» **Data for processing**:

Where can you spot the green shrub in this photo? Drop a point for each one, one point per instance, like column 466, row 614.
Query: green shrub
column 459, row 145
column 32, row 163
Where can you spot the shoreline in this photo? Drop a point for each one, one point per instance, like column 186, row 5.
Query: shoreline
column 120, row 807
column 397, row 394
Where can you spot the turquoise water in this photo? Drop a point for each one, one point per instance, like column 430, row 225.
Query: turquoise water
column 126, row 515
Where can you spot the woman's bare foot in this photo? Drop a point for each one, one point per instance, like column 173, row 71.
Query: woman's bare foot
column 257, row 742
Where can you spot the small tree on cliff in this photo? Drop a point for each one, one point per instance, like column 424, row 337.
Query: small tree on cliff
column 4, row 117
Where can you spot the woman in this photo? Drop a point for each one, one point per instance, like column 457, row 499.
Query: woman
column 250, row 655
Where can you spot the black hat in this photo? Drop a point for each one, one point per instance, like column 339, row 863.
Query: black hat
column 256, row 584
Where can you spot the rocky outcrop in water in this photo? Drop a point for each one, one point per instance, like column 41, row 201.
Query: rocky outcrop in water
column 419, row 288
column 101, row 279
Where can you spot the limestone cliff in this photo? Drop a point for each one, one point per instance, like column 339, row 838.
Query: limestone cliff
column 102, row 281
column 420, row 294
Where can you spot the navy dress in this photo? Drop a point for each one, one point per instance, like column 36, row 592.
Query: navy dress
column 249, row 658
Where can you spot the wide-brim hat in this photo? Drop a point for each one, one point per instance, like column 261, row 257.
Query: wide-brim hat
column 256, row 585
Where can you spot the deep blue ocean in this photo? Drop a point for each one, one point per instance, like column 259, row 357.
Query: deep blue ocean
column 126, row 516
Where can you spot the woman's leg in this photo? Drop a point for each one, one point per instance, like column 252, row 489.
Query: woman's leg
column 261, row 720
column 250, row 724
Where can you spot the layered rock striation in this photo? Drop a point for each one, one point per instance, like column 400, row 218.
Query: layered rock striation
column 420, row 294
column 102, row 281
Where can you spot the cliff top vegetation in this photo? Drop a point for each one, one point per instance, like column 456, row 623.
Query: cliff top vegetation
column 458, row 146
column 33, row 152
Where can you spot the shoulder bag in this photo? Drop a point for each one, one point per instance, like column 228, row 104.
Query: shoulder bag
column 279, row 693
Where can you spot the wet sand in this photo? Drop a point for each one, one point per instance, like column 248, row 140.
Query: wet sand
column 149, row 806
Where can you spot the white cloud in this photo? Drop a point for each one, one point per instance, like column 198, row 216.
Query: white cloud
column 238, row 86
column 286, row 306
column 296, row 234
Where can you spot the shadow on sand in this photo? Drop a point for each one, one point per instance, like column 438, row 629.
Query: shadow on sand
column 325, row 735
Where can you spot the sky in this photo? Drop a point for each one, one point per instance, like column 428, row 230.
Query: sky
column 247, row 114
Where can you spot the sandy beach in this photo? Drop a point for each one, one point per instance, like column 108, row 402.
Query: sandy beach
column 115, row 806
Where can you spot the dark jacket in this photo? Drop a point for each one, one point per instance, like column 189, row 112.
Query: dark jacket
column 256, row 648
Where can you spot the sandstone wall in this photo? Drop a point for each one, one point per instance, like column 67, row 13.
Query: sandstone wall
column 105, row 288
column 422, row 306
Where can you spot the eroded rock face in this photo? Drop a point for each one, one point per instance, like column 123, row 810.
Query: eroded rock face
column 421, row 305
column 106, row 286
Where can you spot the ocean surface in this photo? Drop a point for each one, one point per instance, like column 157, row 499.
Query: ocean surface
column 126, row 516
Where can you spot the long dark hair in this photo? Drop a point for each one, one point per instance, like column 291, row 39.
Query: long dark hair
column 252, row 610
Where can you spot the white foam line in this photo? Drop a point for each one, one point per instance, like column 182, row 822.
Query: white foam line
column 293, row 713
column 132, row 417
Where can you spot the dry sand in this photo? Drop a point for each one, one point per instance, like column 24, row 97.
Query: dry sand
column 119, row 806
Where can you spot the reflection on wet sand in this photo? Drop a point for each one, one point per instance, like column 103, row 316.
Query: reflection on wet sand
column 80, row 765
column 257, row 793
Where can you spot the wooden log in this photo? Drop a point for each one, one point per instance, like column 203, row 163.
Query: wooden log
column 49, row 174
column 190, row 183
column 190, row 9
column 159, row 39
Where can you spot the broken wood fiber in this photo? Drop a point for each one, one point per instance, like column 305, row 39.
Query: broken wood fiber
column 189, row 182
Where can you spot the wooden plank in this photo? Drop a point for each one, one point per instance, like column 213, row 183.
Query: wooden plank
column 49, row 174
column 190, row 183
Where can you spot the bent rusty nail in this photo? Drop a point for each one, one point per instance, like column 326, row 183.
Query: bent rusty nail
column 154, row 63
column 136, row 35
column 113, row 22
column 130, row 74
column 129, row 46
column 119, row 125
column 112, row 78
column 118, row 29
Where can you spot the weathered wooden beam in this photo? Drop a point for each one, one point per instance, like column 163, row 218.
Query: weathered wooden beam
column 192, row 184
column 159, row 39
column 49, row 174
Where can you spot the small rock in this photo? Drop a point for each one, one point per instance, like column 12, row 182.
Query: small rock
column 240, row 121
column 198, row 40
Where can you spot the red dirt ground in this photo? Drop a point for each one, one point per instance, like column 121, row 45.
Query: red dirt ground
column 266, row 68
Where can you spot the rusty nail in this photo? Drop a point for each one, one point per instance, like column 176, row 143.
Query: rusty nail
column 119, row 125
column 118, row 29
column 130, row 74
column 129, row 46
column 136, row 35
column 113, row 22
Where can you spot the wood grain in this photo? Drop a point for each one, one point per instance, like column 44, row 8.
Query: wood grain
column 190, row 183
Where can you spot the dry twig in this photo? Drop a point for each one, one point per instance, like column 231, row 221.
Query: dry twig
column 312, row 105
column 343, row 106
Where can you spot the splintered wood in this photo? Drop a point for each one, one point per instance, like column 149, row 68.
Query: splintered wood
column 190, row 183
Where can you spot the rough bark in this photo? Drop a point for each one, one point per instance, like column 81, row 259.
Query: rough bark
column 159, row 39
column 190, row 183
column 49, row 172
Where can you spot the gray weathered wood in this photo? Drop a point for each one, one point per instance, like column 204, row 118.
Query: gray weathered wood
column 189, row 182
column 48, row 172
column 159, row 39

» **Work to be completed**:
Extract, please, the lines from the start of the entries above through the one with "Where can you spot the turquoise", both included, reproducing each exactly and adding nothing.

» **Result below**:
Where can you spot the green shrub in this photo? Drop a point for each one, one point per instance, like column 466, row 614.
Query: green shrub
column 459, row 145
column 32, row 163
Where can you spot the shoreline in this photo? Drop a point for each one, one point per instance, like column 186, row 5.
Query: shoreline
column 120, row 807
column 397, row 394
Where can you spot the turquoise water in this photo? Drop a point for each one, one point per instance, like column 430, row 225.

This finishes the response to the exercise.